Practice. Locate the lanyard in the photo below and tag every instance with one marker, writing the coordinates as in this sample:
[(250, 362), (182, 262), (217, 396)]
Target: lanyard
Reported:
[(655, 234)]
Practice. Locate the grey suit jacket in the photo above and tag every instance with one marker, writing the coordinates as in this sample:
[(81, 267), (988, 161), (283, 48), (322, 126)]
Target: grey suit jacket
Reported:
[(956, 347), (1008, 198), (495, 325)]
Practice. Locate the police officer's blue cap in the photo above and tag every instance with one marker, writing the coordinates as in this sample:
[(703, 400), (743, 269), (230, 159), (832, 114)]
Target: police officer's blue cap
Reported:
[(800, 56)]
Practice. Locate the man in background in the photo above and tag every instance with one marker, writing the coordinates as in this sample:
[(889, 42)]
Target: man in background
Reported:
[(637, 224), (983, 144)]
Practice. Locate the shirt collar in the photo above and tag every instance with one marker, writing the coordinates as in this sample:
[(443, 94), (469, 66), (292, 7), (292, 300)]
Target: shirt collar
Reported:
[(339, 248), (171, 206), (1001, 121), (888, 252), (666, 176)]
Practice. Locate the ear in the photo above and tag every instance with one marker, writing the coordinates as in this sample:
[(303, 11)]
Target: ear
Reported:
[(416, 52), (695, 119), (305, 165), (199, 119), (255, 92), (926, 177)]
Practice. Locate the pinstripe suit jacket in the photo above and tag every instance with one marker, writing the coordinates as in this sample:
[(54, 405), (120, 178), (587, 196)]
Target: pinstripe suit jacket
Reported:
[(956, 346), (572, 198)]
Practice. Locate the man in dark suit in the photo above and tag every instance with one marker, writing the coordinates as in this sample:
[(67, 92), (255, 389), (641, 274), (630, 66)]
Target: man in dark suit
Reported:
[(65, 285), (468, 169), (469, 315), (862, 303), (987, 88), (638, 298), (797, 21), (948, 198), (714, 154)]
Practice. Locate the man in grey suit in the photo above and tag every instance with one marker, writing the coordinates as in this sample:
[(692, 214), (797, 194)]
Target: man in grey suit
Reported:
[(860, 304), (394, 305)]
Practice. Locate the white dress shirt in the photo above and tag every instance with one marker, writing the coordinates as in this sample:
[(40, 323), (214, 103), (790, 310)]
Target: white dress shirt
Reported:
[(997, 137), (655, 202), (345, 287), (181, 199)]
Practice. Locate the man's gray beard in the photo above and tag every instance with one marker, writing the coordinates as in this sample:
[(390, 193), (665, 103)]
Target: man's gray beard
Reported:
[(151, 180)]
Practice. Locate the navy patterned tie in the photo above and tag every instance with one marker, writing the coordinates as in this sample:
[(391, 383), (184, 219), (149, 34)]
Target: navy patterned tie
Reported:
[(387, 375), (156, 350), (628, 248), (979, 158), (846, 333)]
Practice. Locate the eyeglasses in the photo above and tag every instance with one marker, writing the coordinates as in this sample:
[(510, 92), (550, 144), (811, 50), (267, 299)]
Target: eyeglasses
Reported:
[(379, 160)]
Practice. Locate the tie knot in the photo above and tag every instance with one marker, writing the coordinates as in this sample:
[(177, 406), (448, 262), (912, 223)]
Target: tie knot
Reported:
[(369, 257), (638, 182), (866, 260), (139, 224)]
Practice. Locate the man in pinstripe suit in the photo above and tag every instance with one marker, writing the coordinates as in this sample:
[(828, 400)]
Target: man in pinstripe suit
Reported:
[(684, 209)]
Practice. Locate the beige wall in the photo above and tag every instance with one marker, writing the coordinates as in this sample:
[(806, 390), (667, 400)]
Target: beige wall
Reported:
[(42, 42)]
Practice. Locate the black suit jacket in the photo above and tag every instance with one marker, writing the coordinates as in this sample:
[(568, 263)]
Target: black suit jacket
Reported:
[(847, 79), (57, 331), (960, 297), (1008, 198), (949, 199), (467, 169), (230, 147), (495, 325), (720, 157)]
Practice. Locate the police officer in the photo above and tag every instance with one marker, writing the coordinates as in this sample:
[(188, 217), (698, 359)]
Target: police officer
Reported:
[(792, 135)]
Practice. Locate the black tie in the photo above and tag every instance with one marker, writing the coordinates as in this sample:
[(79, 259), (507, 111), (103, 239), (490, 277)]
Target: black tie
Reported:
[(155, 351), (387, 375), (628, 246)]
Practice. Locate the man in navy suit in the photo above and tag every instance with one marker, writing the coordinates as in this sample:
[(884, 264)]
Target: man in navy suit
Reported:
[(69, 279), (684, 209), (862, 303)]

■ EXERCISE DETAILS
Please print the listing exactly, keeping each line as it is.

■ OUTPUT OF THE TASK
Practice. Locate the lanyard in the photo below and tag every instance with one marker, writing the coordinates as in this sample:
[(250, 362), (182, 262), (217, 396)]
Target: lanyard
Reported:
[(655, 234)]
Practice. Locate the grey suit jacket in the photo above and tag every instance with one marker, writing the coordinates as in this sample:
[(81, 267), (988, 161), (283, 48), (322, 126)]
Target: grey suit jacket
Reported:
[(956, 347), (1008, 198), (495, 325)]
Practice. Locate the police officer's blue cap in the photo above and tag every instance with one marker, writing the coordinates as in this sample:
[(703, 400), (743, 269), (230, 159), (832, 114)]
Target: police officer's blue cap
Reported:
[(800, 56)]
Practice. Locate the man in background in the photo above and tag every instance with one marker, writing the coordinates as in this sample:
[(889, 42)]
Target: man in background
Reported:
[(637, 224), (983, 144)]
Practice. Locate the shirt collar in the photo above and tag every instance with one marker, writing the coordinates as in this sample:
[(443, 94), (469, 66), (292, 7), (292, 300)]
Target: shirt collar
Reported:
[(339, 248), (171, 206), (1001, 121), (888, 252), (666, 176)]
Practice. Locate the ear in the photo above and tag every instance with one marker, writing the coordinates as in this sample:
[(303, 11)]
Target: ear
Reported:
[(416, 52), (695, 119), (305, 165), (199, 119), (255, 92), (926, 177)]
Practice. Locate the pinstripe suit jacket in the photo above and tag every instance with one marker, writing the coordinates as in this sample:
[(54, 405), (120, 178), (587, 196)]
Target: pinstripe suit jacket
Reported:
[(956, 346), (572, 198)]
Practice. Locate the man in dark suit in the photo above and tag every instance with one marker, writing the coordinates as in this sample:
[(67, 92), (255, 389), (641, 274), (630, 66)]
Target: man in dark suit
Reported:
[(65, 285), (468, 169), (469, 315), (862, 303), (987, 88), (638, 298), (797, 21), (948, 198), (714, 154)]
Practice. Locate the man in grey suit in the photo above and tag every instance with one marker, writing the coordinates as in this sample:
[(692, 214), (797, 194)]
Target: man in grey suit
Reported:
[(860, 304), (394, 305)]
Practice. Locate the white dress shirt in the photo above and tag every instance with one marker, writing the coordinates as in this sample:
[(40, 323), (214, 103), (790, 310)]
Target: white dress shirt
Reported:
[(997, 137), (655, 202), (345, 287), (181, 199)]
Practice. Locate the man's gray beard in the photo above and tag every instance with one marker, writing the coordinates as in this sample:
[(390, 193), (665, 103)]
Target: man's gray beard
Reported:
[(151, 180)]
Practice. Locate the navy patterned tie in the photo above and tag every instance with one marker, writing the coordinates as in this sample:
[(391, 383), (184, 219), (149, 34)]
Target: navy patterned tie
Reported:
[(387, 375), (156, 350), (628, 248), (979, 158), (846, 333)]
Practice. Locate the eyeglasses in the photo above and tag every instance with one marker, writing the coordinates as in this sample:
[(510, 92), (550, 144), (811, 50), (267, 299)]
Target: eyeglasses
Reported:
[(379, 160)]
Practice. Locate the tie knot in the photo above and tag every instance with one marker, writing the coordinates as in this sample:
[(177, 406), (448, 262), (912, 223)]
Target: tie knot
Reported:
[(369, 257), (638, 182), (866, 260), (139, 224)]
Practice. Locate the man in pinstripe suit in the photo above and tag every instance with one marker, writing the coordinates as in this sample:
[(828, 400)]
Target: man in pinstripe suit
Reported:
[(684, 209)]
Practice. Locate the beige wall in the photo above and tag every instance with one marker, writing the coordinates as in this sample:
[(806, 390), (667, 400)]
Target: beige wall
Reported:
[(42, 42)]
Practice. Locate the black suit jacket in the photo above and tag every instance with one marker, writing the coordinates as in this sample:
[(568, 263)]
Target: black suit jacket
Reported:
[(847, 79), (57, 331), (960, 297), (1008, 198), (949, 199), (467, 169), (230, 147), (495, 325), (720, 157)]
Practice. Locate the police officer in the photo above and tag every instance with one marker, writing the coordinates as in this sample:
[(188, 217), (698, 359)]
Target: police officer
Reported:
[(792, 135)]
Practice. Locate the black tie in the photo above and tag every instance with one marker, writing the coordinates as in this sample:
[(79, 259), (507, 111), (103, 239), (490, 277)]
Target: black tie
Reported:
[(155, 351), (387, 375), (628, 246)]
Practice. Locate the man in navy suit in the photo above and tag every instance with one marker, writing the coordinates as in this sample:
[(884, 264)]
Target: man in navy suit
Reported:
[(69, 279), (684, 209), (862, 303)]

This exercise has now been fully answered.